BEGIN

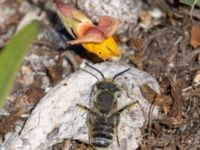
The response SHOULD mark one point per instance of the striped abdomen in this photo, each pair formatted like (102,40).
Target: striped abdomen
(102,133)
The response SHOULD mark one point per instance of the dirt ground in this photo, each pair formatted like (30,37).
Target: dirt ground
(162,46)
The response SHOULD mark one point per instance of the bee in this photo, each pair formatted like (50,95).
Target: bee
(103,114)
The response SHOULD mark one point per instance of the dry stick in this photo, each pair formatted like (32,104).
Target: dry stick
(150,118)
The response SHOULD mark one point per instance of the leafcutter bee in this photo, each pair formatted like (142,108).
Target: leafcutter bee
(103,114)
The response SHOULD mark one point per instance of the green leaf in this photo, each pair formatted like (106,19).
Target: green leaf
(190,2)
(12,55)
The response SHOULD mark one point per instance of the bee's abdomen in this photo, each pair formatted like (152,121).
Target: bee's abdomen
(102,135)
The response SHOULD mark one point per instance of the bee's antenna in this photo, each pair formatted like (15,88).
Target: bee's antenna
(96,70)
(118,74)
(91,74)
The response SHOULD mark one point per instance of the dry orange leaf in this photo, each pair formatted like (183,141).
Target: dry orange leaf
(97,39)
(195,36)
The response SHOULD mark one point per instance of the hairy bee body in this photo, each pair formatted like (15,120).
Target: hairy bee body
(103,114)
(104,120)
(102,132)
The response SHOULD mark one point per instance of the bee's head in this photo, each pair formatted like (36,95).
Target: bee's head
(106,93)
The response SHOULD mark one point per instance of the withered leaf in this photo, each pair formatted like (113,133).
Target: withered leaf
(195,36)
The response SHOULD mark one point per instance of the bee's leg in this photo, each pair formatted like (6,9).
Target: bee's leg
(117,136)
(127,107)
(89,138)
(116,122)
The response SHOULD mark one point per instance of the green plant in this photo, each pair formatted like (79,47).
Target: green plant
(11,57)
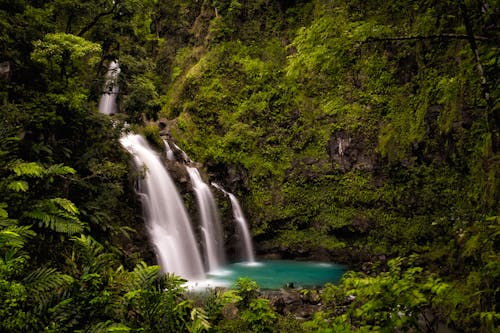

END

§ **STATED EXERCISE**: Quote all of the records above word for word, and leave the pictures out.

§ **WRITTEN ANSWER**:
The response SHOULD mark one point per instance of the striped abdomen in this photo, each pair formatted like (102,40).
Target: striped abdomen
(102,133)
The response SHOULD mark one point per instance of the dirt ground in this photo, each pair formatted like (30,37).
Target: dirt ground
(162,46)
The response SHOULD mark one point per instance of the bee in this photo, each pair formatted like (50,95).
Target: bee
(103,114)
The response SHOULD mark one point per instance of the dry stick in this photo, each pair formatted like (32,104).
Target: dry stick
(150,118)
The response SHOULD mark one point per instance of the leafcutter bee in this photo, each pair formatted like (142,108).
Target: leafcutter bee
(103,114)
The response SHOULD mark one point per instance of the green leaf in this photo, each pair formatted like (106,19).
Target: green leaf
(190,2)
(12,55)
The response SHOULD mark one point per instance of the bee's abdomen in this photo, each pair formatted like (152,121).
Target: bee's abdomen
(102,135)
The response SHOULD mark one point per instance of the bee's antenna in this photo, each pair formatted like (15,88).
Target: bee's antenna
(96,70)
(118,74)
(91,74)
The response SHOULD mark one point per instance of the dry orange leaf in this photo, each pair formatted like (183,141).
Target: dry orange leaf
(97,39)
(195,36)
The response SHOULD mark one point per instance of the hairy bee body in this photo, each pair formatted like (15,120).
Target: hairy bee body
(103,114)
(104,120)
(102,132)
The response SHOULD mark one point per instance of the bee's head in this photo, each pair formatted like (36,95).
Target: bee's head
(106,93)
The response SHOULD mark one point per instance of the withered leaf in this photo, each pair formatted like (113,133).
Target: withered leaf
(195,36)
The response SHOULD mark one point per instance of the bee's leg in this photo, each pair formatted like (6,9).
Target: bee's leg
(117,136)
(127,107)
(89,138)
(116,122)
The response SHOULD mark one point per instance of the green plant in this photo, each pair formatted like (79,47).
Target: green plant
(11,57)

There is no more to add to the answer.